## [Work required]
Nothing should differ between your output and the entries below.
Record extracts START
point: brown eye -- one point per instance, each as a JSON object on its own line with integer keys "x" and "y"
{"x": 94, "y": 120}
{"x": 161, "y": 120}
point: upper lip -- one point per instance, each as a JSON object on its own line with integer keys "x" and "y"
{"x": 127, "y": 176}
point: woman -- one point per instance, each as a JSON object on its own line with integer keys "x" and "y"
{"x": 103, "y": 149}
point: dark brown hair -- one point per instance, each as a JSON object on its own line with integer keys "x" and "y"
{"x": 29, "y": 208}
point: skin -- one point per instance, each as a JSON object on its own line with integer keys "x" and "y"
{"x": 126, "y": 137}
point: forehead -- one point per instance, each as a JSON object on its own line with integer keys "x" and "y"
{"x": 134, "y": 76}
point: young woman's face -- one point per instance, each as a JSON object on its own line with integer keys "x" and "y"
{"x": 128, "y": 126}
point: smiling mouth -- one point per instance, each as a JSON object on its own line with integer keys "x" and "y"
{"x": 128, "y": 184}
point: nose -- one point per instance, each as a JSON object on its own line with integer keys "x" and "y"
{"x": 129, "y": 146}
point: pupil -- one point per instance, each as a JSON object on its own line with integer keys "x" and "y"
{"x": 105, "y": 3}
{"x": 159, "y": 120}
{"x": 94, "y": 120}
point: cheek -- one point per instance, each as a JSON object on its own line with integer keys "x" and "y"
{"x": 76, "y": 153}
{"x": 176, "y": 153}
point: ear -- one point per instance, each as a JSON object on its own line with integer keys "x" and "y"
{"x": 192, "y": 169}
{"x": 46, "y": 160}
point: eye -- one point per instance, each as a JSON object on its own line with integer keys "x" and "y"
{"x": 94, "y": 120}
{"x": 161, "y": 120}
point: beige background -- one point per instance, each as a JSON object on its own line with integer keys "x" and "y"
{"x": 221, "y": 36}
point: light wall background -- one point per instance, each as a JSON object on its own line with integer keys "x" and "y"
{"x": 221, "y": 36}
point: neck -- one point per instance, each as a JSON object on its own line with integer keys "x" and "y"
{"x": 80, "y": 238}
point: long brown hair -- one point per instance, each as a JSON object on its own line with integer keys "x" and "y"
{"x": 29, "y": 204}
Record extracts END
## [Exercise result]
point: brown eye -- one point per instance, each as a JSON object on its own line with integer keys "x" and "y"
{"x": 94, "y": 120}
{"x": 161, "y": 120}
point: upper lip -- one point per instance, each as a JSON object on its own line with integer keys "x" and "y"
{"x": 127, "y": 176}
point: woman -- one point per instance, each as a JSON object on its own line with integer keys "x" and "y"
{"x": 103, "y": 149}
point: dark brown hair -- one point per instance, each as a JSON object on its own line with integer keys "x" and "y"
{"x": 29, "y": 208}
point: skin -- one point per instance, each as a JSON object on its own line with integer keys "x" and "y"
{"x": 126, "y": 137}
point: forehead -- one point per instance, each as a JSON object on its own line with integer keys "x" and "y"
{"x": 134, "y": 76}
point: young woman's face -- one point per instance, each as a JSON object on its own line with integer keys "x" and "y"
{"x": 128, "y": 126}
point: smiling mouth -- one point per instance, each as a JSON object on its own line with integer keys "x" and "y"
{"x": 128, "y": 184}
point: nose -- one point per instance, each as a JSON object on its own line with integer keys "x" and "y"
{"x": 129, "y": 146}
point: pupil -- one point per instance, each as a JSON object on its own line with integer keys "x" and "y"
{"x": 105, "y": 3}
{"x": 159, "y": 120}
{"x": 94, "y": 120}
point: cheek -- one point per instance, each as a JSON object on its own line with integer keys "x" and "y"
{"x": 76, "y": 153}
{"x": 176, "y": 153}
point: ear -- one point per instance, each as a JSON object on its own line with integer keys "x" and "y"
{"x": 192, "y": 169}
{"x": 46, "y": 160}
point: eye -- one point per instance, each as a JSON object on its own line with integer keys "x" and "y"
{"x": 94, "y": 120}
{"x": 161, "y": 120}
point: beige background -- one point per instance, each as a JSON object on its own line with integer keys "x" and "y"
{"x": 221, "y": 36}
point: light wall background -- one point per instance, each as a JSON object on its own line with integer keys "x" and "y"
{"x": 221, "y": 36}
point: neck -- one point per instance, each as a JSON object on its own line with integer keys "x" and "y"
{"x": 80, "y": 238}
point: long brown hair -- one point per instance, each as a JSON object on its own line with integer keys "x" and "y"
{"x": 29, "y": 204}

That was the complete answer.